> **Work to be completed**:
Copy out every item below word for word, keeping each line unchanged and in the same order.

▬▬▬▬▬▬▬▬▬▬

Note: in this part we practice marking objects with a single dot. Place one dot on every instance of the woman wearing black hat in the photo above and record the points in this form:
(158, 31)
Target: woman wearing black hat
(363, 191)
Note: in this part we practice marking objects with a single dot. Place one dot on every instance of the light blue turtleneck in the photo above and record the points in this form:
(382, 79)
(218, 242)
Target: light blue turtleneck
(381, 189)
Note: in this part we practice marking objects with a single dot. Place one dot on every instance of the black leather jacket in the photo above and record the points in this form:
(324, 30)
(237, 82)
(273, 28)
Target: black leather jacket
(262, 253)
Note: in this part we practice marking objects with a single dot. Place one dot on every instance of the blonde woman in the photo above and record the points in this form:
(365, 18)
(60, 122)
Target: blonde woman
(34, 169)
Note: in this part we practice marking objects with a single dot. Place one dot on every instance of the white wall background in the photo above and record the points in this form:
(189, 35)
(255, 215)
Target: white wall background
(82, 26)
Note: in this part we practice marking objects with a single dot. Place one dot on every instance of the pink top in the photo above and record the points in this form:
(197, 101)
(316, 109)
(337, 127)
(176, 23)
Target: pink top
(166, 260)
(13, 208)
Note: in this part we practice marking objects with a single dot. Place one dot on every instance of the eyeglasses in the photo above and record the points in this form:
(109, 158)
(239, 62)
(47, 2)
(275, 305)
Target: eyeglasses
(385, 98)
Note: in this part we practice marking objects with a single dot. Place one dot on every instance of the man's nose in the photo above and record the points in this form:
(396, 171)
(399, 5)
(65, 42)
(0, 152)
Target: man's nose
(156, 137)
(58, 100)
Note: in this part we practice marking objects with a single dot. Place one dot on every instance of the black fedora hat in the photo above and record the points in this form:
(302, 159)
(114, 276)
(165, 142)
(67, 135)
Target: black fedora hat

▬▬▬▬▬▬▬▬▬▬

> **Full answer**:
Note: in this part we practice marking objects with a single dot. Place one dot on every instance of the woman wearing black hat in the photo above and record the points in this form:
(158, 31)
Target: woman wearing black hat
(363, 191)
Note: in this part we practice marking objects with a single dot. Place one dot on every instance of the light blue turtleneck in the photo above and record the points in this form:
(382, 79)
(218, 242)
Target: light blue turtleneck
(381, 189)
Note: in this part we practice marking objects with a single dot. Place one dot on every instance of the black leather jacket in the photo above and record the points in this form:
(324, 30)
(237, 82)
(273, 28)
Target: black leather jacket
(262, 253)
Note: in this part we practice marking objects with a single dot. Place one dot on every instance of the blonde woman in the photo above and record the points in this form:
(365, 18)
(60, 122)
Target: blonde woman
(34, 169)
Note: in this part we practice marking objects with a single dot. Place one dot on every instance of the white wall background in the photo above and record the points in this form:
(189, 35)
(255, 215)
Target: white wall background
(82, 26)
Note: in this part we practice marking objects with a single dot. Place one dot on every instance of the pink top in the photo above and record the points in this form:
(197, 101)
(316, 109)
(337, 127)
(176, 23)
Target: pink top
(166, 260)
(13, 208)
Note: in this part we practice marking objects with a single dot. Place one dot on every instance of the eyeglasses in the photo above and record the points in this form:
(109, 158)
(239, 62)
(47, 2)
(275, 305)
Target: eyeglasses
(385, 98)
Note: in this part we practice marking objects with a single dot. Place one dot on every instance of the man's nose in the photo above and record the points in this form:
(396, 171)
(399, 5)
(65, 42)
(0, 152)
Target: man's nose
(156, 137)
(58, 100)
Note: in this part we practice marking objects with a single dot. Place one dot on every instance of the black fedora hat in the photo above and record the points in this form:
(302, 159)
(114, 276)
(165, 142)
(67, 135)
Target: black fedora hat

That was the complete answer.